**Your instructions**. Reproduce the entries that follow, exactly and in full.

Start of Block

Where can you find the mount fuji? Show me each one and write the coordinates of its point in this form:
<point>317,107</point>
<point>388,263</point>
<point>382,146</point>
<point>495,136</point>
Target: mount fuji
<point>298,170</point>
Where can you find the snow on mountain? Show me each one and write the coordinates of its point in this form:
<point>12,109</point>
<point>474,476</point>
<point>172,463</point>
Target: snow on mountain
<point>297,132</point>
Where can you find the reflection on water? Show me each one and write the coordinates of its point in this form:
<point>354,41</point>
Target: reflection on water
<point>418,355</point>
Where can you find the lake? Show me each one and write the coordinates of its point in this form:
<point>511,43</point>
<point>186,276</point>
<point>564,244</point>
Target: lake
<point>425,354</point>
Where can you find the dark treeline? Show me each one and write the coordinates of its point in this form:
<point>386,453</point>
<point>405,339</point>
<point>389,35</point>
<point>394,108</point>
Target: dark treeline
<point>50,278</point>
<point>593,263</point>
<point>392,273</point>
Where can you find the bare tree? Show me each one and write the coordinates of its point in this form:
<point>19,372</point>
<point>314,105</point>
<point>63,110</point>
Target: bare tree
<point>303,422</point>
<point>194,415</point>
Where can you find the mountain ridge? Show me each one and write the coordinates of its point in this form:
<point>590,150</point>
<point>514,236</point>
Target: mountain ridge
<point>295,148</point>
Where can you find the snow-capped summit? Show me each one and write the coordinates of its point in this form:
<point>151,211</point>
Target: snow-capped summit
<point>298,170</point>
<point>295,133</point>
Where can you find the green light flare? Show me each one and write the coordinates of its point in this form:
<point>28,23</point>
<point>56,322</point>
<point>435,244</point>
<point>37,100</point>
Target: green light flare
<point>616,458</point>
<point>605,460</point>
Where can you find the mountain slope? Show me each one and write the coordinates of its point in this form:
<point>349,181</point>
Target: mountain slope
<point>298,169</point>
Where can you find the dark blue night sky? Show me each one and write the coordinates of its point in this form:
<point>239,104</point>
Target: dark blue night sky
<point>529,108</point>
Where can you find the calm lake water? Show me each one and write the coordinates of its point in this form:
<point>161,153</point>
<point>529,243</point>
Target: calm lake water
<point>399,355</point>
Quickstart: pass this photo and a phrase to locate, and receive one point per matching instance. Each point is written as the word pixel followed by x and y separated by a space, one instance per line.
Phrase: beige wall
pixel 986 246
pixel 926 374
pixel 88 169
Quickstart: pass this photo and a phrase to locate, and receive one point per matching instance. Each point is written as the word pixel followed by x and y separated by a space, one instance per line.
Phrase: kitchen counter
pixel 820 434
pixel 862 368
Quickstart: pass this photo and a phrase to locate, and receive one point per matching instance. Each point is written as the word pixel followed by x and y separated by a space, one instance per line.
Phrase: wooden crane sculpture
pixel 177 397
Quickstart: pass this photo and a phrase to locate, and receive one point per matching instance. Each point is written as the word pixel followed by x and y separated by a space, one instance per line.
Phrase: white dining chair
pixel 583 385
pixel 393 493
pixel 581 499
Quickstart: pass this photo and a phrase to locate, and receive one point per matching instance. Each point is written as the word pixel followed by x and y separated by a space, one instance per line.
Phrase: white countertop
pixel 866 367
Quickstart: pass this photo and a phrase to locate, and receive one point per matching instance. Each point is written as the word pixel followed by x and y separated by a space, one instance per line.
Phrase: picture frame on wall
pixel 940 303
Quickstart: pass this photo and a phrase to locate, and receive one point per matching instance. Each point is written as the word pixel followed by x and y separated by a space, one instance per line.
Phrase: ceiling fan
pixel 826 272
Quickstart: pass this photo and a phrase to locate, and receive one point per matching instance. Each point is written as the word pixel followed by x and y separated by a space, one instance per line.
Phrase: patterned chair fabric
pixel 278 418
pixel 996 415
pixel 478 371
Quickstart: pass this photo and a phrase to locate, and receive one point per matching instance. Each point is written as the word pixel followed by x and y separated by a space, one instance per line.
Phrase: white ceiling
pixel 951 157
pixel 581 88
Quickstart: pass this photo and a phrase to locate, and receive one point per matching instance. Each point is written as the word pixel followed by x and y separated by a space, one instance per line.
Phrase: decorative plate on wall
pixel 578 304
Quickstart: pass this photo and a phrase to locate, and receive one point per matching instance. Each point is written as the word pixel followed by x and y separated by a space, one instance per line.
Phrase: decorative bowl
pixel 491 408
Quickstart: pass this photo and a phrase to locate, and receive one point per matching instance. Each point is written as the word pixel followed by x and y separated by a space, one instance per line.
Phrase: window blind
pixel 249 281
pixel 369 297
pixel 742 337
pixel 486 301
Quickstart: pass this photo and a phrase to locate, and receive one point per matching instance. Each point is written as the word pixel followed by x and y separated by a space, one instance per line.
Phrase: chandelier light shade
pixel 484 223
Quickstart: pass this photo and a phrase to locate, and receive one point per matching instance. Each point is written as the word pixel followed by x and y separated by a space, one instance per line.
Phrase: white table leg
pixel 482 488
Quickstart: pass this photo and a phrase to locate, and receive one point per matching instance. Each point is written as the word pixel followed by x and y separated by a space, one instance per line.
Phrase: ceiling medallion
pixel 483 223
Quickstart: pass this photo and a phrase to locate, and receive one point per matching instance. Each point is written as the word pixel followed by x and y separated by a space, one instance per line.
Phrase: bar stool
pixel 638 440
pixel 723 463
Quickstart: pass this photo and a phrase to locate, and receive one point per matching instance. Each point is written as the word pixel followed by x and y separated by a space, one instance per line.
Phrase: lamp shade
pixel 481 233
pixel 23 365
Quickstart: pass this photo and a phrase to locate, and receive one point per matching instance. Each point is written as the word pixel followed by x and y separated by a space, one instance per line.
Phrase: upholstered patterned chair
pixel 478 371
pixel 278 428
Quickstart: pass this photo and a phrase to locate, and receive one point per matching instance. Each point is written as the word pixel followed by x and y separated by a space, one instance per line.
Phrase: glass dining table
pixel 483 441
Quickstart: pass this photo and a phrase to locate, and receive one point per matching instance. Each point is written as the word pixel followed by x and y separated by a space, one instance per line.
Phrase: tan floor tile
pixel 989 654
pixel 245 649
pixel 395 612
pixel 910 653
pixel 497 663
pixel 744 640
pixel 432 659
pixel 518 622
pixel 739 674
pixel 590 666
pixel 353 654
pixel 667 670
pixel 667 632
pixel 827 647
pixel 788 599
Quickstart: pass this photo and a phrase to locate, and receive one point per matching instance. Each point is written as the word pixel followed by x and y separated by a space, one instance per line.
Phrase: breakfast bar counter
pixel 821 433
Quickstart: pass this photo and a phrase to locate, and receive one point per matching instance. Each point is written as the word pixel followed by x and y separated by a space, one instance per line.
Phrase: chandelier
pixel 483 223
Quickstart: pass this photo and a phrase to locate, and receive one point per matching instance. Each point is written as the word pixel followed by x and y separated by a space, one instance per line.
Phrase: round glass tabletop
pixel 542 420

End of Block

**Response box**.
Where can you find the mount fuji? Show me each one and write the coordinates of its point in this form:
<point>317,107</point>
<point>388,263</point>
<point>382,146</point>
<point>495,136</point>
Target: mount fuji
<point>298,170</point>
Where can you find the snow on mountain? Show me each one and write the coordinates of its point in this form:
<point>12,109</point>
<point>474,476</point>
<point>172,463</point>
Target: snow on mountain
<point>297,132</point>
Where can you find the reflection on water? Show me each one and write the coordinates of its point in this form:
<point>354,41</point>
Target: reflection on water
<point>418,355</point>
Where can you find the lake? Show me each one and write the coordinates of its point in this form:
<point>511,43</point>
<point>186,276</point>
<point>564,244</point>
Target: lake
<point>425,354</point>
Where can you find the dark treeline? Show me each one and write the coordinates of its point in this form:
<point>386,453</point>
<point>405,339</point>
<point>389,35</point>
<point>394,108</point>
Target: dark treeline
<point>50,278</point>
<point>593,263</point>
<point>392,273</point>
Where can you find the bare tree? Show me each one and write the coordinates of its point in this form:
<point>19,372</point>
<point>314,105</point>
<point>63,110</point>
Target: bare tree
<point>303,422</point>
<point>194,415</point>
Where can you find the mountain ridge? Show me each one and write the coordinates of its point in this form:
<point>590,150</point>
<point>514,236</point>
Target: mountain ridge
<point>295,148</point>
Where can you find the snow-capped summit? Show me each one and write the coordinates of its point in this form:
<point>151,211</point>
Target: snow-capped summit
<point>298,170</point>
<point>295,133</point>
Where can you find the green light flare? Show me each one and write the coordinates of its point in this form:
<point>28,23</point>
<point>56,322</point>
<point>435,244</point>
<point>37,100</point>
Target: green light flare
<point>616,458</point>
<point>605,460</point>
Where can you find the mountain slope? Show me each one and write the coordinates of its point in this form:
<point>349,181</point>
Target: mountain slope
<point>298,169</point>
Where can you find the dark blue night sky? Show me each one and write the coordinates of its point in this form:
<point>239,104</point>
Target: dark blue night sky
<point>529,108</point>
Where can you find the calm lake water? Show me each one and write the coordinates of its point in this form:
<point>161,153</point>
<point>529,243</point>
Target: calm lake water
<point>399,355</point>
Quickstart: pass this photo and a phrase to locate, and receive one point per matching instance. Each point is written as the word pixel followed by x and y separated by a space, one instance per line.
Phrase: beige wall
pixel 986 246
pixel 926 374
pixel 88 169
Quickstart: pass this photo and a phrase to locate, and receive one point per matching instance. Each point is written as the word pixel followed by x and y separated by a space, one instance per line.
Phrase: kitchen counter
pixel 820 434
pixel 862 368
Quickstart: pass this photo and a phrase to locate, and receive one point per matching instance. Each point is written as the word pixel followed by x and y separated by a space, one instance per line.
Phrase: wooden crane sculpture
pixel 177 397
Quickstart: pass this photo and a phrase to locate, and receive one point per matching instance. Each point is written as the word pixel followed by x and y separated by a space, one instance per line.
Phrase: white dining chair
pixel 583 385
pixel 393 493
pixel 581 499
Quickstart: pass this photo and a phrase to locate, and receive one point per matching instance. Each point is written as the word pixel followed by x and y separated by a space, one instance per line.
Phrase: white countertop
pixel 866 367
Quickstart: pass this photo and a phrase to locate, and receive one point per matching instance. Each point is written as the word pixel followed by x and y separated by a space, one instance per line.
Phrase: picture frame on wall
pixel 940 303
Quickstart: pass this photo and a phrase to locate, and receive one point per matching instance. Each point is written as the word pixel followed by x and y separated by a space, one instance per line.
Phrase: ceiling fan
pixel 826 272
Quickstart: pass this photo and a phrase to locate, and receive one point per matching instance. Each point is written as the word pixel followed by x and y separated by a space, one instance per line.
Phrase: patterned chair fabric
pixel 278 418
pixel 996 415
pixel 478 371
Quickstart: pass this photo and a phrase to locate, and receive one point per matching instance. Each point is written as the word pixel followed by x and y separated by a space, one instance per line.
Phrase: white ceiling
pixel 951 157
pixel 581 88
Quickstart: pass this photo and a phrase to locate, and receive one point per matching instance. Each point is written as the word pixel followed by x and y separated by a space, one instance per line.
Phrase: decorative plate on wall
pixel 578 304
Quickstart: pass this photo and a phrase to locate, and receive one point per matching instance. Each point is written as the word pixel followed by x and y separated by a space, one instance per line.
Phrase: decorative bowl
pixel 491 408
Quickstart: pass this photo and a phrase to locate, and receive one point per matching instance. Each point is written as the word pixel followed by x and y separated by a space, one instance per line.
Phrase: window blind
pixel 249 281
pixel 369 297
pixel 742 337
pixel 486 301
Quickstart: pass this photo and a phrase to locate, and receive one point per matching instance. Each point is written as the word pixel followed by x and y separated by a space, one instance per line.
Phrase: chandelier light shade
pixel 484 223
Quickstart: pass this photo and a phrase to locate, and receive one point per matching instance. Each point is written as the word pixel followed by x and y separated by a space, one instance per line.
Phrase: white table leg
pixel 482 488
Quickstart: pass this photo and a phrase to locate, and receive one point per matching instance. Each point is written as the word pixel followed by x and y separated by a space, one instance per line.
Phrase: ceiling medallion
pixel 483 223
Quickstart: pass this photo and a phrase to locate, and receive one point per matching instance. Each point is written as the word pixel followed by x and y separated by a space, one instance per line.
Phrase: bar stool
pixel 638 440
pixel 723 463
Quickstart: pass this photo and a phrase to locate, and receive one point per matching instance. Each point is written as the word pixel followed by x and y separated by a space, one instance per line.
Phrase: lamp shade
pixel 481 233
pixel 23 365
Quickstart: pass this photo and a phrase to locate, and receive one point per matching instance. Each point is written as the word pixel followed by x and y separated by a space, one instance per line.
Phrase: upholstered patterned chair
pixel 478 371
pixel 278 428
Quickstart: pass this photo and a phrase to locate, and receive one point per matching instance. Each point is written as the word pixel followed by x and y separated by a space, one instance per line.
Phrase: glass dining table
pixel 483 441
Quickstart: pass this photo and a phrase to locate, and receive one point per matching instance. Each point is written as the word pixel followed by x and y separated by a space, one instance per line.
Phrase: tan floor tile
pixel 989 654
pixel 245 649
pixel 395 612
pixel 910 653
pixel 497 663
pixel 744 640
pixel 432 659
pixel 518 622
pixel 739 674
pixel 590 666
pixel 353 654
pixel 667 670
pixel 667 632
pixel 827 647
pixel 788 599
Quickstart: pass this photo and a phrase to locate, and receive one point per matching instance. Each point is written as the word pixel followed by x and y separated by a space, one instance per line.
Phrase: breakfast bar counter
pixel 821 433
Quickstart: pass this photo and a phrase to locate, and receive one point per matching instance. Each point is written as the word pixel followed by x and y separated by a space, one instance per line.
Phrase: chandelier
pixel 483 223
Quickstart: pass this photo and a phrase to locate, and receive one point per matching instance. Each point is written as the word pixel followed by x and y separated by a space, one instance per line.
Phrase: round glass tabletop
pixel 542 420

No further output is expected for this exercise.